'''
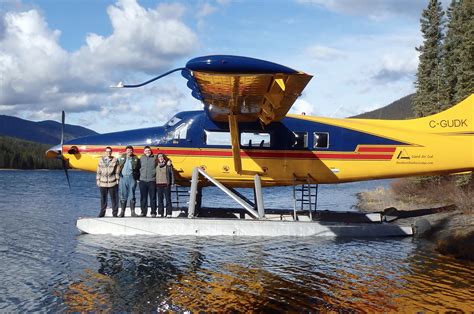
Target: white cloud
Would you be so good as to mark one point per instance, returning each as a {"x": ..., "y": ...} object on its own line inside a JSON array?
[
  {"x": 318, "y": 52},
  {"x": 38, "y": 78},
  {"x": 205, "y": 9}
]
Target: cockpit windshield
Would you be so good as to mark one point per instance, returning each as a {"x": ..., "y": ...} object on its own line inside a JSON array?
[{"x": 173, "y": 121}]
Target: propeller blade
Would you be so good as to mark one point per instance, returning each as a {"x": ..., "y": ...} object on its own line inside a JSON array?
[
  {"x": 63, "y": 118},
  {"x": 64, "y": 161},
  {"x": 65, "y": 166}
]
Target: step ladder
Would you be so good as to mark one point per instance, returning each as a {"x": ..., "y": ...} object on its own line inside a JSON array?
[
  {"x": 305, "y": 197},
  {"x": 180, "y": 198}
]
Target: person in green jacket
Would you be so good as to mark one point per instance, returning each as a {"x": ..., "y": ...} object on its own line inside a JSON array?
[{"x": 129, "y": 173}]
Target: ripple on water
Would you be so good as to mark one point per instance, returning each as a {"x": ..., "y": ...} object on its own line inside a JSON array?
[{"x": 48, "y": 267}]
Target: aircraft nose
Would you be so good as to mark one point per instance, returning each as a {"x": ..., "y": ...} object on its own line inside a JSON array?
[{"x": 54, "y": 152}]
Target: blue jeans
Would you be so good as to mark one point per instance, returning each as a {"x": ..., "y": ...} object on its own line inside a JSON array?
[{"x": 127, "y": 186}]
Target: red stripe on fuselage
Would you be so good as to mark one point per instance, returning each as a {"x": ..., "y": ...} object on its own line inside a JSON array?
[
  {"x": 376, "y": 149},
  {"x": 260, "y": 154}
]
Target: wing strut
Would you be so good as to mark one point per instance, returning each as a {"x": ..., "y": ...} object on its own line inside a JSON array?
[{"x": 234, "y": 135}]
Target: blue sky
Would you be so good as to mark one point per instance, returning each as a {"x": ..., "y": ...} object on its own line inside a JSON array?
[{"x": 63, "y": 54}]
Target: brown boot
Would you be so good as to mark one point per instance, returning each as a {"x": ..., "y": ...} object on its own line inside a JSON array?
[
  {"x": 123, "y": 205},
  {"x": 132, "y": 208}
]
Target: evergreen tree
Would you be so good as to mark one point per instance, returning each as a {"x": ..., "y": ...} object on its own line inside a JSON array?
'''
Problem to solve: Could you put every line of the entries above into a JSON list of strings, one string per line, with blank lines skipped? Leave the pictures out.

Result:
[
  "Target: white cloud",
  "Would you be so good as to mark one point per instance, returning each as a {\"x\": ..., \"y\": ...} object on its own line inside a JSON array?",
  "[",
  "  {\"x\": 318, \"y\": 52},",
  "  {\"x\": 38, \"y\": 78},",
  "  {\"x\": 205, \"y\": 9}",
  "]",
  "Target: cockpit windshield",
  "Would you be so good as to mark one point per instance, returning each as a {\"x\": ..., \"y\": ...} object on its own line inside a JSON array?",
  "[{\"x\": 173, \"y\": 121}]",
  "Target: propeller blade",
  "Would you be so good as to mark one point per instance, returning each as a {\"x\": ..., \"y\": ...} object on its own line inside a JSON array?",
  "[",
  "  {\"x\": 63, \"y\": 118},",
  "  {\"x\": 64, \"y\": 161},",
  "  {\"x\": 65, \"y\": 166}",
  "]",
  "Target: step ladder",
  "Would you be so good as to mark one point per instance, returning each as a {\"x\": ..., \"y\": ...} object on its own line inside a JSON array?",
  "[",
  "  {\"x\": 305, \"y\": 197},",
  "  {\"x\": 180, \"y\": 198}",
  "]",
  "Target: person in green jacket",
  "Would you be so good as to mark one point per instance, returning each as a {\"x\": ..., \"y\": ...} object on its own line inside a JSON array?",
  "[{\"x\": 129, \"y\": 173}]",
  "Target: ripple on water",
  "Would you be so good as to mark one point per instance, returning each as a {\"x\": ..., \"y\": ...} object on its own line inside a JSON array?",
  "[{\"x\": 48, \"y\": 267}]",
  "Target: aircraft nose",
  "Would you be so good as to mark one point per instance, returning each as a {\"x\": ..., \"y\": ...} object on its own line inside a JSON array?",
  "[{\"x\": 54, \"y\": 152}]",
  "Target: blue jeans",
  "Would you be so good as to mark one point per instance, returning each as a {\"x\": ..., \"y\": ...} object on its own line inside a JSON array?",
  "[{\"x\": 127, \"y\": 186}]",
  "Target: red stripe on fuselage",
  "Would you be so good as to mark one point per instance, returning each as a {\"x\": ..., \"y\": ...} object on its own line inside a JSON array?",
  "[",
  "  {\"x\": 376, \"y\": 149},",
  "  {\"x\": 260, \"y\": 154}",
  "]",
  "Target: wing strut",
  "Would you be so good as to mark one point per instance, returning each as a {\"x\": ..., \"y\": ...} object on its own line inside a JSON array?",
  "[{\"x\": 234, \"y\": 135}]",
  "Target: blue sky",
  "Would you be so good as to mark one point per instance, returning each as a {\"x\": ..., \"y\": ...} object on its own line inside a JSON array?",
  "[{\"x\": 63, \"y\": 54}]",
  "Target: brown boot",
  "Would you be so good as to mark one point per instance, returning each as a {\"x\": ..., \"y\": ...} object on its own line inside a JSON array?",
  "[",
  "  {\"x\": 123, \"y\": 205},",
  "  {\"x\": 132, \"y\": 208}",
  "]",
  "Target: evergreen tree",
  "Would you be so good as to mark one point per instance, returning each as a {\"x\": ..., \"y\": ...} object on its own line inside a JSON array?"
]